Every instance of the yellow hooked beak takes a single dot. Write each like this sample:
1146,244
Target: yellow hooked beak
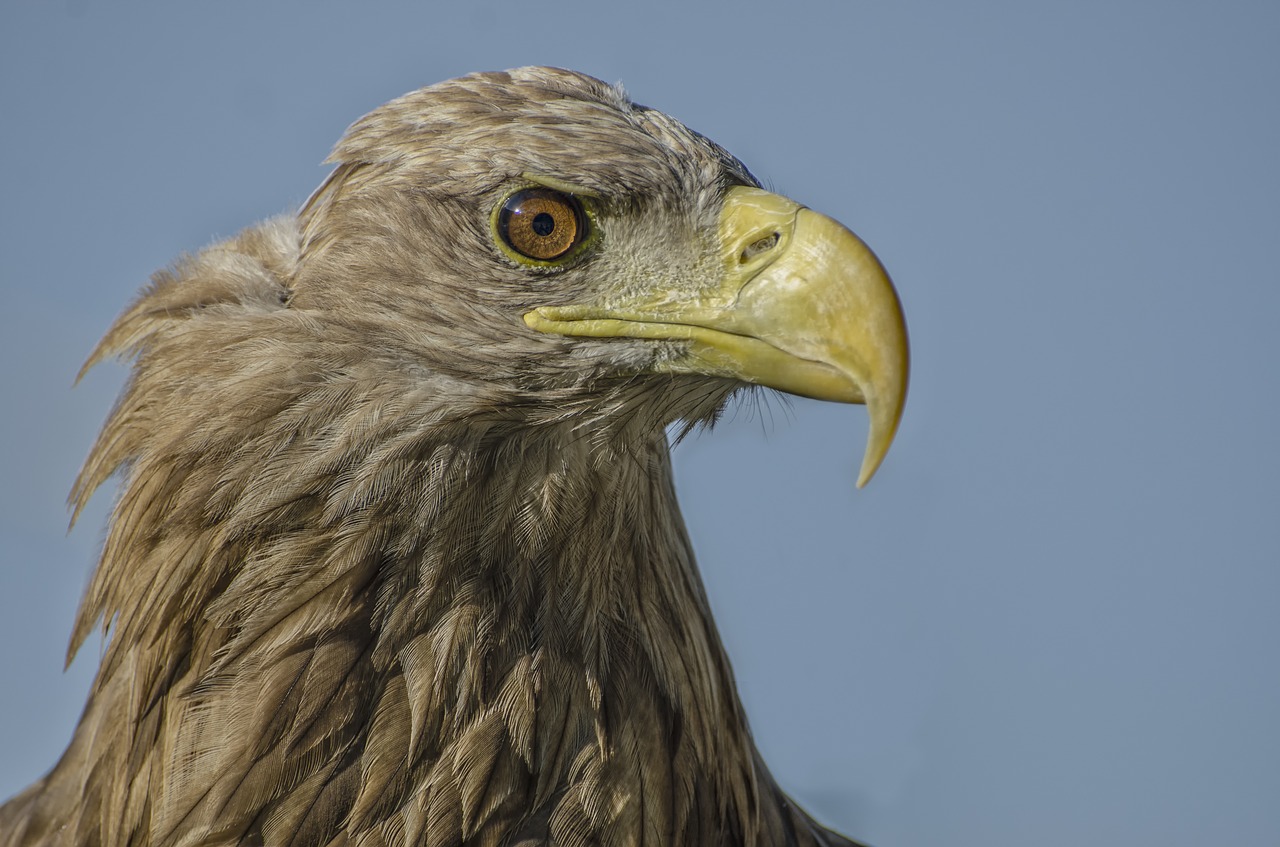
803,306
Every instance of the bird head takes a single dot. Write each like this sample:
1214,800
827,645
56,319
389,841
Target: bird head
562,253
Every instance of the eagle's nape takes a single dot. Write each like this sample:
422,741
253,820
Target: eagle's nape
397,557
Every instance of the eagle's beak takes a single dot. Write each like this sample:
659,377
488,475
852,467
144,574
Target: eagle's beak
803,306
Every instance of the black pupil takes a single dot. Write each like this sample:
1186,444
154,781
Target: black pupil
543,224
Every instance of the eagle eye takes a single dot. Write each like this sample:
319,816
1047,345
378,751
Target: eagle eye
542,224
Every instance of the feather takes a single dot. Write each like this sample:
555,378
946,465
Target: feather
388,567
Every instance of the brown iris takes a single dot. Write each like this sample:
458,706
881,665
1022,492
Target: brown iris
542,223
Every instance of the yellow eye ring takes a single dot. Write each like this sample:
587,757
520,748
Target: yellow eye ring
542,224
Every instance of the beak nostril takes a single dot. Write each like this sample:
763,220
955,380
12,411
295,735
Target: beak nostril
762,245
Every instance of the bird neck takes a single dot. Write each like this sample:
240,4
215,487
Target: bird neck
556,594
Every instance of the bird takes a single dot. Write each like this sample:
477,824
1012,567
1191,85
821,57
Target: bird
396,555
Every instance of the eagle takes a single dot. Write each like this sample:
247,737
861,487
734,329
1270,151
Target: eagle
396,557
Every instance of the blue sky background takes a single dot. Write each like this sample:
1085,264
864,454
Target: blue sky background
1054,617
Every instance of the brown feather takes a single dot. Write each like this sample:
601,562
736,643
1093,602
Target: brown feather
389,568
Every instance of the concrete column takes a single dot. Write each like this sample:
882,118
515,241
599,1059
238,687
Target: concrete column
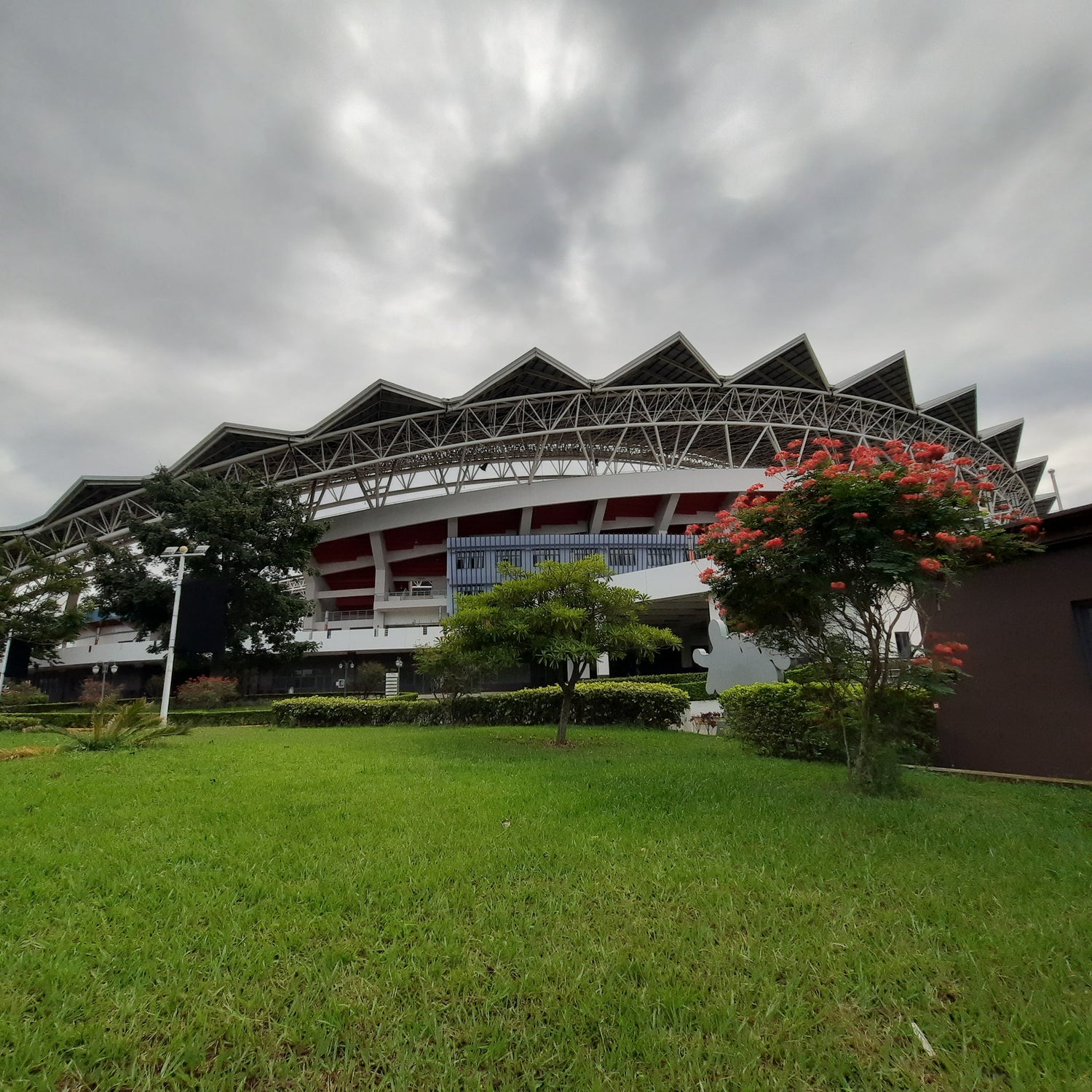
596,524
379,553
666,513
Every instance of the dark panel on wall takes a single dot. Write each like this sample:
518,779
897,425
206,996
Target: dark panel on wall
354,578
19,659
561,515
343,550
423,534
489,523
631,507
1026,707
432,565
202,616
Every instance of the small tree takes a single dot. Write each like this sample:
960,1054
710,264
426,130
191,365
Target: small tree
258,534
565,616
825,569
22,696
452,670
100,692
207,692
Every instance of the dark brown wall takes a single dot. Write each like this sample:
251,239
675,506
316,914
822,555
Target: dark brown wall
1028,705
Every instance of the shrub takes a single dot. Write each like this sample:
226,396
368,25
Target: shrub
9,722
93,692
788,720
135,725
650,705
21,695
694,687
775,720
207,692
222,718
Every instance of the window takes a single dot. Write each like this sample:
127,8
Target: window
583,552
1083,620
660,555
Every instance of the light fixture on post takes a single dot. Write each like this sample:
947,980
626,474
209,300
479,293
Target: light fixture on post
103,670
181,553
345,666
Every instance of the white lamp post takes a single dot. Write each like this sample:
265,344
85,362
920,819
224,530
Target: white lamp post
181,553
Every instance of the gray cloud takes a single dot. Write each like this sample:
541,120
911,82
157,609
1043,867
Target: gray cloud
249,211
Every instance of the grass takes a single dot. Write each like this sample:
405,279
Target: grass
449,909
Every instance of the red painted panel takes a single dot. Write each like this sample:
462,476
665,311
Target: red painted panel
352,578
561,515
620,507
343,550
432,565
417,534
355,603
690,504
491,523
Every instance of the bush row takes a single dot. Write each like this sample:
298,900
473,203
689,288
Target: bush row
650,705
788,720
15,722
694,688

☆ ☆ ☆ ☆

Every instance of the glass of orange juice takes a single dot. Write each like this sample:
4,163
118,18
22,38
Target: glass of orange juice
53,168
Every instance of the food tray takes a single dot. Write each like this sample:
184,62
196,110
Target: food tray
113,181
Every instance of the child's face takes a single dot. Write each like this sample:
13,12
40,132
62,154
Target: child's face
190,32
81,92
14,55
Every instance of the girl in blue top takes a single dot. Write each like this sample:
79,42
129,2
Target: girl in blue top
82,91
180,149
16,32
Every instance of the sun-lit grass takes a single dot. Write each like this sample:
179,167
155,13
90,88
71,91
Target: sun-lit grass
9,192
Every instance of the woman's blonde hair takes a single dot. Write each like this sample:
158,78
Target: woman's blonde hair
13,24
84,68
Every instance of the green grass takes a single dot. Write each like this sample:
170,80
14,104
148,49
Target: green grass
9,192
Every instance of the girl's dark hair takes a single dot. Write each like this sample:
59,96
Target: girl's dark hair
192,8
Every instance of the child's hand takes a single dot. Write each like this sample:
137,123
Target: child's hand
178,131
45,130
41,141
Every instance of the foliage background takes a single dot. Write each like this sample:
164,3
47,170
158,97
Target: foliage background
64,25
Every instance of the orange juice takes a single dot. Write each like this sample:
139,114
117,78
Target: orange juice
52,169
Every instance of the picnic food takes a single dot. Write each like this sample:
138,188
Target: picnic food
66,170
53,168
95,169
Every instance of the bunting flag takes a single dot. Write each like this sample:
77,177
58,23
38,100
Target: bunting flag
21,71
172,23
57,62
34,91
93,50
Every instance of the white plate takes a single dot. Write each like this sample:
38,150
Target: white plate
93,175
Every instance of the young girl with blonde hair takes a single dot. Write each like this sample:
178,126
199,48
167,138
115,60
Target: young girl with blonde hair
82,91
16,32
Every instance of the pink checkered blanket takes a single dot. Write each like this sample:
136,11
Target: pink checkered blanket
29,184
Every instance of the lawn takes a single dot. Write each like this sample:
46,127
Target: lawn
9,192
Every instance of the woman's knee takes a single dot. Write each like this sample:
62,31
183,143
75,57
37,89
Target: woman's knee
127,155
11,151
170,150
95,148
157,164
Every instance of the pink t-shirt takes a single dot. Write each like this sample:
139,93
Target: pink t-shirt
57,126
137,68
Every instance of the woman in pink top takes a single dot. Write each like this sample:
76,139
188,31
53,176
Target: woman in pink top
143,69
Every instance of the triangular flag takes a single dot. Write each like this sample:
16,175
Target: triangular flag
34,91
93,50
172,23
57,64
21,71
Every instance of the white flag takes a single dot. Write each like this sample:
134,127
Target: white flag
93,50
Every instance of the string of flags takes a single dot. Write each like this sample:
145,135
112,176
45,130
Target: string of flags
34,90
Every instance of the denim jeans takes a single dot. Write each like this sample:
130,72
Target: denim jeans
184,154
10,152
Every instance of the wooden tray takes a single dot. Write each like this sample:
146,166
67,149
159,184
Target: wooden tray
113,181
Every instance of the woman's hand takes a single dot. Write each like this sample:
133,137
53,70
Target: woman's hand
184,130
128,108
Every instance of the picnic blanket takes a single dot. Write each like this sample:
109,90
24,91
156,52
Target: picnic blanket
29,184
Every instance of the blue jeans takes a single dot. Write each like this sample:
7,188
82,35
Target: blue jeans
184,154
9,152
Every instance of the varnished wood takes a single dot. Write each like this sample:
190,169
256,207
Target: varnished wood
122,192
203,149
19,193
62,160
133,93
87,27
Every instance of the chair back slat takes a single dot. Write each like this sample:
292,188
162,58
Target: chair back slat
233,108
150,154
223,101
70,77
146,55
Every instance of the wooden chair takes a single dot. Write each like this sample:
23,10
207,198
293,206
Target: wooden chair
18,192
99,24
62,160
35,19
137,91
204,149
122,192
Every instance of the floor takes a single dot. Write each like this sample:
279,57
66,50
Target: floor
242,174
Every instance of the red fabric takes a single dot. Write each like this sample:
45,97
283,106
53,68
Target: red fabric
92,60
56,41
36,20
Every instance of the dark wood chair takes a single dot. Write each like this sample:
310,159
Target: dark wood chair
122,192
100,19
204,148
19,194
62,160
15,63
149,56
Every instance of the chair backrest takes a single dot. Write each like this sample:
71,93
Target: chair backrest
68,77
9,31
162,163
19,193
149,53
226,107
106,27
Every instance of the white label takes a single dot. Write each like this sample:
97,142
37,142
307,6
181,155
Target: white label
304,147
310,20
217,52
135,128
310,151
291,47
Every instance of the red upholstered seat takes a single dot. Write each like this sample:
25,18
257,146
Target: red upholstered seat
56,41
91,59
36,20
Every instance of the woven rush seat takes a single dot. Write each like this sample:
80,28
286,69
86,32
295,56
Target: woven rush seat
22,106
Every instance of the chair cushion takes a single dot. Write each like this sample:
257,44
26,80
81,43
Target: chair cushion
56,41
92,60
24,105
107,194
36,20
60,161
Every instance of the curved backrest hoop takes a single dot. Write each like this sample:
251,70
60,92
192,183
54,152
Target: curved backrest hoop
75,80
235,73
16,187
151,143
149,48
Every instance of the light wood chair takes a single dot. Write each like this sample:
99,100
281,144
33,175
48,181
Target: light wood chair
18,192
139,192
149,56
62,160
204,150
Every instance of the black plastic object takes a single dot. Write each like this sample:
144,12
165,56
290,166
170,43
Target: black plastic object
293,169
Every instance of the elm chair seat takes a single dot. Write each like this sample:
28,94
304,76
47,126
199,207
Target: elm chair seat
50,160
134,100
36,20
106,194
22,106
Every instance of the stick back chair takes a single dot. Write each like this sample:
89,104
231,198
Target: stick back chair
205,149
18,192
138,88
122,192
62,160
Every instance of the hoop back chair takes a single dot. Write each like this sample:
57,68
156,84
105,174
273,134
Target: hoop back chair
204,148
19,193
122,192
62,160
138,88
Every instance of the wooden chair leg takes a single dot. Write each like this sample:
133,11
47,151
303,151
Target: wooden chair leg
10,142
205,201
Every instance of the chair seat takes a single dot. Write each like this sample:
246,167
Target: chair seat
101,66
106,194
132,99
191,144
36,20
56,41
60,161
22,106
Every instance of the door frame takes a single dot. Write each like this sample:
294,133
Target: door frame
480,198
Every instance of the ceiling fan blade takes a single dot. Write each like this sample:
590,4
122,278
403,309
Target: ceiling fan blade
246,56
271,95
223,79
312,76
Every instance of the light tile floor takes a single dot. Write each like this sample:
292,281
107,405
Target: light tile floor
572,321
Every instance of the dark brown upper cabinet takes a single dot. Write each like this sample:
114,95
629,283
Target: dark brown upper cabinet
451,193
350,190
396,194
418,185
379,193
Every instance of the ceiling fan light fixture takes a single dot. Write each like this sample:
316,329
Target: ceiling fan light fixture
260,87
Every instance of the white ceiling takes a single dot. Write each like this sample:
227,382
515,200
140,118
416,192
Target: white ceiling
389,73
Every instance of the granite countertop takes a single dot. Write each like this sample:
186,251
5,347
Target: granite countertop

☆ ☆ ☆ ☆

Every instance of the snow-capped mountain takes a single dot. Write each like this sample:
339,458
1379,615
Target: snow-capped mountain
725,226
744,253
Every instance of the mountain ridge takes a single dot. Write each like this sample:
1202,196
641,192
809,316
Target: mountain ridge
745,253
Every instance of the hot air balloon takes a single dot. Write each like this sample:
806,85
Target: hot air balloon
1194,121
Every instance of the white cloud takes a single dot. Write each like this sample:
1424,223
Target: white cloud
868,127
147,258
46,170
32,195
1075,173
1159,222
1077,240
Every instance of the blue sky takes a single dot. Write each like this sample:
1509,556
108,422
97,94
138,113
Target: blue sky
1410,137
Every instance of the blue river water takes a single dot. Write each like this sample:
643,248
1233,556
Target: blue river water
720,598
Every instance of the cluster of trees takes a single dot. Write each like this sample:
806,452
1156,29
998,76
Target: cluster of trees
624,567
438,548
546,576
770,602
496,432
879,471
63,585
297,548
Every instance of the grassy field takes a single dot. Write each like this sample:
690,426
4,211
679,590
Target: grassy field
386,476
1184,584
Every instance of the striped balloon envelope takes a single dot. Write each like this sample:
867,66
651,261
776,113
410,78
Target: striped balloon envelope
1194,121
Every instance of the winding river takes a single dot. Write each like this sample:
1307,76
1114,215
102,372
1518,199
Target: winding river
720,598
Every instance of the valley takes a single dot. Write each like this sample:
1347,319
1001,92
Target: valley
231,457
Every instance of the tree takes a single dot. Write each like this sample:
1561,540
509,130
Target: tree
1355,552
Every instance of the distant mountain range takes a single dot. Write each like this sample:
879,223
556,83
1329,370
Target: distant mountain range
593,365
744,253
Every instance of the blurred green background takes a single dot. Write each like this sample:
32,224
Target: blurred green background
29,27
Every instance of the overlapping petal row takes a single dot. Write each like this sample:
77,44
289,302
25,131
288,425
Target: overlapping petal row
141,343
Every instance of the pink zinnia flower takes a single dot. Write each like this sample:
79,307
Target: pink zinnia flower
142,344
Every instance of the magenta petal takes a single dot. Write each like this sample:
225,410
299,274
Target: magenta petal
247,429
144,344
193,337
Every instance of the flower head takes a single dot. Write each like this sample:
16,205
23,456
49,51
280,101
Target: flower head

☆ ☆ ☆ ☆

Instructions to follow.
Select every line of the rows above that contains the word "blurred", and copy each of those lines unchanged.

Solution to this exercise.
Every instance of the blurred green background takes a single dot. Write each like this sample:
Target: blurred green background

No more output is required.